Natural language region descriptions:
_ _ _ _ _ _ _
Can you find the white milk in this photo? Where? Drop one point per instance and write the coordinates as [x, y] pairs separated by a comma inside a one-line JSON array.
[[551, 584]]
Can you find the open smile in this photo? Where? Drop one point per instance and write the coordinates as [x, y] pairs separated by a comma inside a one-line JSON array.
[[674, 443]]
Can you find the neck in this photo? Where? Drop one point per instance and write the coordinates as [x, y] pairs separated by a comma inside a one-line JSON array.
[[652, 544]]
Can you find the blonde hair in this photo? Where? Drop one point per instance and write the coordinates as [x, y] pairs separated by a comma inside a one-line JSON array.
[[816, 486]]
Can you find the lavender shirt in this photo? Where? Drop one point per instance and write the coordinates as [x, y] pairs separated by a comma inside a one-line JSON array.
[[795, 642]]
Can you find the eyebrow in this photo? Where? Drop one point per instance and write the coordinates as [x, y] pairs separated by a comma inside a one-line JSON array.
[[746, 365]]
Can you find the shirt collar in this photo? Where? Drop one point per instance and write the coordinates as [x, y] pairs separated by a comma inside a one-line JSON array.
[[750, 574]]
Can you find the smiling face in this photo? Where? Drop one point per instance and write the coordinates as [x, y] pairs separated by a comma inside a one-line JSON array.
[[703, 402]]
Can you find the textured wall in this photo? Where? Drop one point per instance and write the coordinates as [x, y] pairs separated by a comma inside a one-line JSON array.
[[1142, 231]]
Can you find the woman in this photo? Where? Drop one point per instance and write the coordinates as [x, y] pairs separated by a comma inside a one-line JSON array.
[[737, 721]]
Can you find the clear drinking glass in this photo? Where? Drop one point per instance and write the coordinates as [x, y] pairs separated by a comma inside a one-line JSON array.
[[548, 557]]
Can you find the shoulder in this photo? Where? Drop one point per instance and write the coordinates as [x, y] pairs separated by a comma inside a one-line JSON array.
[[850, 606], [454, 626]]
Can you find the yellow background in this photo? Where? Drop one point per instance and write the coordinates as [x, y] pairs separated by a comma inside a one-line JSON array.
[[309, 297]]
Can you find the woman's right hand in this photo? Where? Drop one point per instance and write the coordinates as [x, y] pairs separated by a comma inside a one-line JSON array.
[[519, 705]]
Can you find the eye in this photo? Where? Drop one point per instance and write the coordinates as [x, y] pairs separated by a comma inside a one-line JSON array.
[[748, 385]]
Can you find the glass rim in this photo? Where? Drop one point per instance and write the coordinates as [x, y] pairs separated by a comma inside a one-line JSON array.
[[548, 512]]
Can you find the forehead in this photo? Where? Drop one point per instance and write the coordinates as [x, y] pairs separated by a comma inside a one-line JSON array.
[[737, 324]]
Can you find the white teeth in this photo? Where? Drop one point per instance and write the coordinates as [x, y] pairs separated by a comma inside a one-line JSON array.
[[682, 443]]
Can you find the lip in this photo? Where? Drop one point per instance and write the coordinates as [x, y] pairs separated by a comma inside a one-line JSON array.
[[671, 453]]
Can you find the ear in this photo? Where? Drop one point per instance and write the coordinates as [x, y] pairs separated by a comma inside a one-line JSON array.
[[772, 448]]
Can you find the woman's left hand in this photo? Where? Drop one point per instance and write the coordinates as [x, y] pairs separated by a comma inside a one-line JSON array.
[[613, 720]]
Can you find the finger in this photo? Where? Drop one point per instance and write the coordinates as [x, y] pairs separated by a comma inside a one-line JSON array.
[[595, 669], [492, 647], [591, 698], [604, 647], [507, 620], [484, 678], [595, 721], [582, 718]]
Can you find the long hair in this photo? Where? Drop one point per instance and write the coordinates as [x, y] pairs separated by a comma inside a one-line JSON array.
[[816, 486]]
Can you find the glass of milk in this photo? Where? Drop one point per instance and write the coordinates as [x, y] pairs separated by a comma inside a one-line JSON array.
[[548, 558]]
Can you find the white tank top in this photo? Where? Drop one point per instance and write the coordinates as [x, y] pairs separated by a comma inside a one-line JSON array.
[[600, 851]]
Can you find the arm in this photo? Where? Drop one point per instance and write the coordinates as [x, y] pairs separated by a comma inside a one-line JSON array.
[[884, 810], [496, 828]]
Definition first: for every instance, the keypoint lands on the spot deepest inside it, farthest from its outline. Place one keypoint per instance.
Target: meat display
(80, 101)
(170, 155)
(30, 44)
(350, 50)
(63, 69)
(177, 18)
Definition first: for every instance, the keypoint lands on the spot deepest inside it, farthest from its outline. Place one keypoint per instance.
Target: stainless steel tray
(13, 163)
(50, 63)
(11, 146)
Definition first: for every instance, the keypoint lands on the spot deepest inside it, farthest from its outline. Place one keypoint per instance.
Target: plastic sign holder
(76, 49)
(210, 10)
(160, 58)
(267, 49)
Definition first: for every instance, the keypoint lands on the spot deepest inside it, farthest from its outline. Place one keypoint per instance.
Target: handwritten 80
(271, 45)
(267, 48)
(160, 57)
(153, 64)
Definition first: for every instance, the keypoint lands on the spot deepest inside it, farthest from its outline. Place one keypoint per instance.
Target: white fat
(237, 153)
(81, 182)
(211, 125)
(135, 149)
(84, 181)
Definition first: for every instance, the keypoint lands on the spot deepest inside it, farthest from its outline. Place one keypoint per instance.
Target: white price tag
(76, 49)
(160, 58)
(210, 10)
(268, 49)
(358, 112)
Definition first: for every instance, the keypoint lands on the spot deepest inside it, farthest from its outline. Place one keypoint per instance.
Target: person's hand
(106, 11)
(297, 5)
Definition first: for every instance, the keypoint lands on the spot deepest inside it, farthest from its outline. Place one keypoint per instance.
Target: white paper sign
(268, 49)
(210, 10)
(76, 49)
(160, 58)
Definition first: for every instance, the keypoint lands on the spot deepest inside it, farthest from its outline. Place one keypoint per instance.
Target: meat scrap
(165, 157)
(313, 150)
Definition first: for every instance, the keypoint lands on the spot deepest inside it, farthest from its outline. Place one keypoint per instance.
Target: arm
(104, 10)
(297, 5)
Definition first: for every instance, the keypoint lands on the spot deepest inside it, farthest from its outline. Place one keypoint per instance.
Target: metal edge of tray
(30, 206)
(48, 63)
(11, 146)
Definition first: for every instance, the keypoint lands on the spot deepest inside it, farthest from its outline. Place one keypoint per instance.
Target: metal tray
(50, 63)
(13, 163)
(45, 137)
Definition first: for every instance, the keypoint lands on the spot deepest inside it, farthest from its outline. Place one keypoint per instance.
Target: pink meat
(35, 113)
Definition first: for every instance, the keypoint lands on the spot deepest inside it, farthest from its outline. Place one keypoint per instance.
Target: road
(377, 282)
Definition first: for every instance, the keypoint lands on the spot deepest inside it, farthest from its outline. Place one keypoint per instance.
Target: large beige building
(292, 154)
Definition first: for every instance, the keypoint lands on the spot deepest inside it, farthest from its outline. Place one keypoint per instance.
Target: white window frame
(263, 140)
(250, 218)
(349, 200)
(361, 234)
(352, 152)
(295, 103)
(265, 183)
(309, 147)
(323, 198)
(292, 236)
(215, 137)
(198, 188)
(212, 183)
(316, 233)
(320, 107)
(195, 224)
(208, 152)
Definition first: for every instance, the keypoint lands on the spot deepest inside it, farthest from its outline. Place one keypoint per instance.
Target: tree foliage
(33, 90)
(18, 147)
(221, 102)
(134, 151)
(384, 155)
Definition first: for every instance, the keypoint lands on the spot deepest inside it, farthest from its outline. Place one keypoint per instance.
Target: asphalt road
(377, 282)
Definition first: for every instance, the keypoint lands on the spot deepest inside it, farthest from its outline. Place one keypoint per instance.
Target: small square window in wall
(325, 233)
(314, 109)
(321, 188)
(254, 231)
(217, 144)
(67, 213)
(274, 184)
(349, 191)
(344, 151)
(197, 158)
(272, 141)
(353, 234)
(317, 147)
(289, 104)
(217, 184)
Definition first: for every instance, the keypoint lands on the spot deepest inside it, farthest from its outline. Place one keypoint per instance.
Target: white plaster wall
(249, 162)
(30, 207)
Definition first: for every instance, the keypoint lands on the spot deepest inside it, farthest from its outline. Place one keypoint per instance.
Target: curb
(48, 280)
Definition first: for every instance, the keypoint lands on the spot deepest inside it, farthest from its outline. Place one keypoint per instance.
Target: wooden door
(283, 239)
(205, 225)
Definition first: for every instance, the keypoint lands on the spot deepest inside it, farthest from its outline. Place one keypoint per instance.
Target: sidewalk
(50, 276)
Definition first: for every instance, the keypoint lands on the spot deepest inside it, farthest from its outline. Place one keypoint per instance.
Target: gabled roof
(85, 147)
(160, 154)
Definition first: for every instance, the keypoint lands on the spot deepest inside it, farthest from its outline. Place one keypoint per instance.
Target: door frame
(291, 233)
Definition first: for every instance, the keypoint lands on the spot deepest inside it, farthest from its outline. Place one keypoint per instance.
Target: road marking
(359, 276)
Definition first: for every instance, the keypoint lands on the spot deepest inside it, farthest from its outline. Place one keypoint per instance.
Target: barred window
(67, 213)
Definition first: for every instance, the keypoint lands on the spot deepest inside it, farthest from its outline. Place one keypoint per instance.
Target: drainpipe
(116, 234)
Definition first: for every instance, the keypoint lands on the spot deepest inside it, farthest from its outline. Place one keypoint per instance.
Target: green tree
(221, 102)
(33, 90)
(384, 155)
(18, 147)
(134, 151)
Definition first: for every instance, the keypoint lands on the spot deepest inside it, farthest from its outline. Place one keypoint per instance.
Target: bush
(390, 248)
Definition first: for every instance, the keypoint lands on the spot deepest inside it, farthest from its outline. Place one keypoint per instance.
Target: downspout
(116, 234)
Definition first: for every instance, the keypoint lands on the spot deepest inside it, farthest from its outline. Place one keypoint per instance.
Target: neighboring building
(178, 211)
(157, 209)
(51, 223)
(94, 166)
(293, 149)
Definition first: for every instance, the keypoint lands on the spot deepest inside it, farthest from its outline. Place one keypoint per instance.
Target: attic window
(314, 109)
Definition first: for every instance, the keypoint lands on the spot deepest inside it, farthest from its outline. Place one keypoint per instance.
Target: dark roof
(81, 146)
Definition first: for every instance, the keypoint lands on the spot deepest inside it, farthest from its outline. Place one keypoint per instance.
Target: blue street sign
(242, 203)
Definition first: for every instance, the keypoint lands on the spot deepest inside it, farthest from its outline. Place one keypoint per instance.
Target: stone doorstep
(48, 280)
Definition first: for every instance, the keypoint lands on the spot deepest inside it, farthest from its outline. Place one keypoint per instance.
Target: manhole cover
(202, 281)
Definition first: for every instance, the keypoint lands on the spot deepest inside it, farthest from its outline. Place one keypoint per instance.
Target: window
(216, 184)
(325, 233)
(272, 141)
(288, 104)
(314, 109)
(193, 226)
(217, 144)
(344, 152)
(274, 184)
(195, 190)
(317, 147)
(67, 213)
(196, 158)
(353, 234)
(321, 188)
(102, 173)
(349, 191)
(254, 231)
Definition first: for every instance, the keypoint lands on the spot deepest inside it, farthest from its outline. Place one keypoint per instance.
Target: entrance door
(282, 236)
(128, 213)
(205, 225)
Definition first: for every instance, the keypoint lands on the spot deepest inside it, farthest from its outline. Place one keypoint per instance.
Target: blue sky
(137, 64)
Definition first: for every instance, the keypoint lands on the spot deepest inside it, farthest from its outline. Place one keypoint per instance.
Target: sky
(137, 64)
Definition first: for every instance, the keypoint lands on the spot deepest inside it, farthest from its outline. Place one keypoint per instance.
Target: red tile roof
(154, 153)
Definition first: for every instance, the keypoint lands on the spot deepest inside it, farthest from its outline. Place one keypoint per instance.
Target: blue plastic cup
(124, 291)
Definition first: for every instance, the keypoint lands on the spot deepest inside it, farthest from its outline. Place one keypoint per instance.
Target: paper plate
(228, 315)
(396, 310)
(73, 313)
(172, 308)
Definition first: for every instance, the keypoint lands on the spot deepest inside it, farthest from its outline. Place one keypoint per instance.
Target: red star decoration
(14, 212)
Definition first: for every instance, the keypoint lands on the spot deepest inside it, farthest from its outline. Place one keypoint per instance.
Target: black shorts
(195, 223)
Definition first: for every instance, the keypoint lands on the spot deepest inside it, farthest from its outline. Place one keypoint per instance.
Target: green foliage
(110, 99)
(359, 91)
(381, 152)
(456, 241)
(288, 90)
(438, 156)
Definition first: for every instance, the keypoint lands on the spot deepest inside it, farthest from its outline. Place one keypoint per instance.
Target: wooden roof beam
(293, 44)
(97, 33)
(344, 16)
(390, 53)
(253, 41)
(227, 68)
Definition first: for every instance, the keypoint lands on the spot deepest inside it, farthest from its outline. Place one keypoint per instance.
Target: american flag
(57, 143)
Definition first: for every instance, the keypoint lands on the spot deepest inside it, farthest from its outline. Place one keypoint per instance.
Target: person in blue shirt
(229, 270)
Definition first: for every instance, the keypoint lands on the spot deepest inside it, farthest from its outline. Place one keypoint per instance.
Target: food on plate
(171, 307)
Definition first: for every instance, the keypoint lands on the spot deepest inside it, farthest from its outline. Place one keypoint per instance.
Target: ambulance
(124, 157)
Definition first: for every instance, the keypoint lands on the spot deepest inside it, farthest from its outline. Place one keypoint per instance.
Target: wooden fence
_ _ _ _ _ _ _
**Aim of the exercise**
Print exactly the line containing "Target: red star decoration" and every line after it through the end of the records above, and nothing else.

**Answer box**
Target: red star decoration
(14, 212)
Definition first: for every instance, the keypoint lands on the spot deepest inside it, farthest from its outline. Place one keypoint per instance.
Target: black shorts
(195, 223)
Definition first: for every instance, the keypoint lands on the spot deepest inside it, farthest from its outline. Place one keypoint per instance.
Target: green foliage
(110, 99)
(359, 91)
(381, 152)
(456, 241)
(288, 90)
(438, 156)
Definition first: for every instance, the keypoint lands on the spot deepest inside it, farthest from its outline. Place one keypoint per instance.
Target: wooden roof beam
(293, 44)
(97, 33)
(344, 16)
(390, 53)
(253, 41)
(227, 68)
Definition first: for every instance, the keypoint lands on the spot deepest inside it, farthest from its outline. Place one keypoint per instance.
Target: american flag
(57, 143)
Definition first: for every instance, the keypoint lands on the spot deepest inside it, farthest from its outline. Place one keypoint per instance.
Target: person in blue shirt
(229, 270)
Definition first: for every instance, the keypoint lands on the spot deepest inside it, farthest from its outline. Place one keypoint per instance.
Target: food on plate
(171, 307)
Definition first: for every instance, the keypoint lands on the spot deepest inside it, farthest from its outline. Place one keypoint per instance.
Target: ambulance
(124, 157)
Definition first: for every instance, the keypoint lands on the spot deepest inside it, farthest from its outline. Place one keypoint per instance.
Target: wooden fence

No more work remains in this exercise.